It’s hard to provide enough food to feed their families. But it’s even tougher to provide food that is healthy, especially for those people who live in areas that don’t offer access to fresh goods.
 
Faced with tough choices, they often must eat unhealthy food. It’s a trap PreventObesity.net Leader Geraldine Henchy is working to eliminate.
 
“The same factors that come down on all of us in terms of overweight and obesity, which is caused by less physical activity and eating more food… there’s even more pressure if you’re talking about families that are living in poverty,” says Henchy, director of nutrition policy at the Food
Research and Action Center (FRAC). “Everything is magnified and the ability to make choices is constrained.”
 
A registered nutritionist, Henchy entered the public health world to help bring good, healthy food to low-income communities. She’s now among the leading experts working on the seemingly opposite problems of obesity and hunger, which together most often affect low-income communities. 
 
FRAC’s main mission is to combat hunger. But as Henchy notes, hunger and obesity often co-exist.
 
Low-income or impoverished people often live in “food deserts.” While these places tend to have plenty of fast-food restaurants serving up unhealthy healthy foods and beverages, they generally lack places that provide access to affordable healthy food. Residents might skip meals in order to save money, but that leads to overeating when they do get food, which in turn contributes to weight gain, Henchy says.

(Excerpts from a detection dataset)
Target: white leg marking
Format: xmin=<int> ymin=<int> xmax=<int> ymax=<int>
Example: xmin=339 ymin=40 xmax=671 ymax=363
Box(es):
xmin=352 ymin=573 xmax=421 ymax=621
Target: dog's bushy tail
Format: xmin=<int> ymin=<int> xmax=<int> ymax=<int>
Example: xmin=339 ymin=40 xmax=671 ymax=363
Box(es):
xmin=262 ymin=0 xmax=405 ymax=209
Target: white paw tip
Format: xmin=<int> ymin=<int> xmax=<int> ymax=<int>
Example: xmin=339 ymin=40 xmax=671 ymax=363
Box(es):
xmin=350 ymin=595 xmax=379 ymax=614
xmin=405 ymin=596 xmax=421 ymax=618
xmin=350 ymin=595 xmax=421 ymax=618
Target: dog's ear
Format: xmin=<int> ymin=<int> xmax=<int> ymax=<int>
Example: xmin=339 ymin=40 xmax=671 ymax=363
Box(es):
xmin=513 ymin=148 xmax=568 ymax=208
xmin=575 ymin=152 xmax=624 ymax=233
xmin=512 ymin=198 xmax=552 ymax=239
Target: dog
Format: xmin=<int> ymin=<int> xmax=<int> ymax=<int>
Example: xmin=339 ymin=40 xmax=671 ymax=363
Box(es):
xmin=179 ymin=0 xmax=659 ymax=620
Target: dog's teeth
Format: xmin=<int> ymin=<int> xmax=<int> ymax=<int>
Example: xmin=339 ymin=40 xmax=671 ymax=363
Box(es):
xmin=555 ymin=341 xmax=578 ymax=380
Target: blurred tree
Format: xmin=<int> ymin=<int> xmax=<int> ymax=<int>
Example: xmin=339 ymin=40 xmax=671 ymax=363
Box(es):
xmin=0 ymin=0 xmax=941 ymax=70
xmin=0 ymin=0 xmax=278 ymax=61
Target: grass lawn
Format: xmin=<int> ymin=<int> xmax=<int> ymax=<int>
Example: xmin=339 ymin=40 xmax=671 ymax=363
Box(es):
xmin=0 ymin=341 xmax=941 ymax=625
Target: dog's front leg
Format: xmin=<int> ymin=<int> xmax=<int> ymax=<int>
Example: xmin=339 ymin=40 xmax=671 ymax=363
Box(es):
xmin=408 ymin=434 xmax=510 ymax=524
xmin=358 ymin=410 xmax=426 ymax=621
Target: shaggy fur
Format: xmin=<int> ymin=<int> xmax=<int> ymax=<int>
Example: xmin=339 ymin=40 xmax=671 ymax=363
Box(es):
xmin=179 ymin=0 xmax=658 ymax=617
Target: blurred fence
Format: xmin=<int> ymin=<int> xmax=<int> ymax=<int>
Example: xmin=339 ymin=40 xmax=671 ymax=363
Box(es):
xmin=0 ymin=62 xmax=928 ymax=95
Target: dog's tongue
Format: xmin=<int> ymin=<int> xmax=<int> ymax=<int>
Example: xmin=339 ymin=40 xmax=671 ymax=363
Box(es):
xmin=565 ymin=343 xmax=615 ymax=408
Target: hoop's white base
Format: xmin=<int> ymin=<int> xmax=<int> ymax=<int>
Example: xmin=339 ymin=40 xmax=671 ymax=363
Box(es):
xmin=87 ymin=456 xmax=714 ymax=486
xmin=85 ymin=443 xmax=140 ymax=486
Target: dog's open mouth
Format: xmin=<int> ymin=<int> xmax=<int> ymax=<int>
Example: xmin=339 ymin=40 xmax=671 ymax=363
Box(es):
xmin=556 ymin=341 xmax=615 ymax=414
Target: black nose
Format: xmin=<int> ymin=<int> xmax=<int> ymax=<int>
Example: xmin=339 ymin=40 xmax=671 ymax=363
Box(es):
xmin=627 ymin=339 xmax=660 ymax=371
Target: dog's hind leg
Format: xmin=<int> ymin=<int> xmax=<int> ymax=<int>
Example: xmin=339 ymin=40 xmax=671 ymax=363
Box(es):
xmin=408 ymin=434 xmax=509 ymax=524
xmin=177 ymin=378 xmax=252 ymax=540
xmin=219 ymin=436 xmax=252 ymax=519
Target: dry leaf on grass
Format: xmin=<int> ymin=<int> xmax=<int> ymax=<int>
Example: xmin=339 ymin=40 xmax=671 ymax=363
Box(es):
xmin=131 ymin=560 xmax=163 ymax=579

» Work to be completed: Please state Geraldine Henchy's job title as given in the passage on hunger and obesity.

» Written response: Director of nutrition policy at the Food Research and Action Center (FRAC).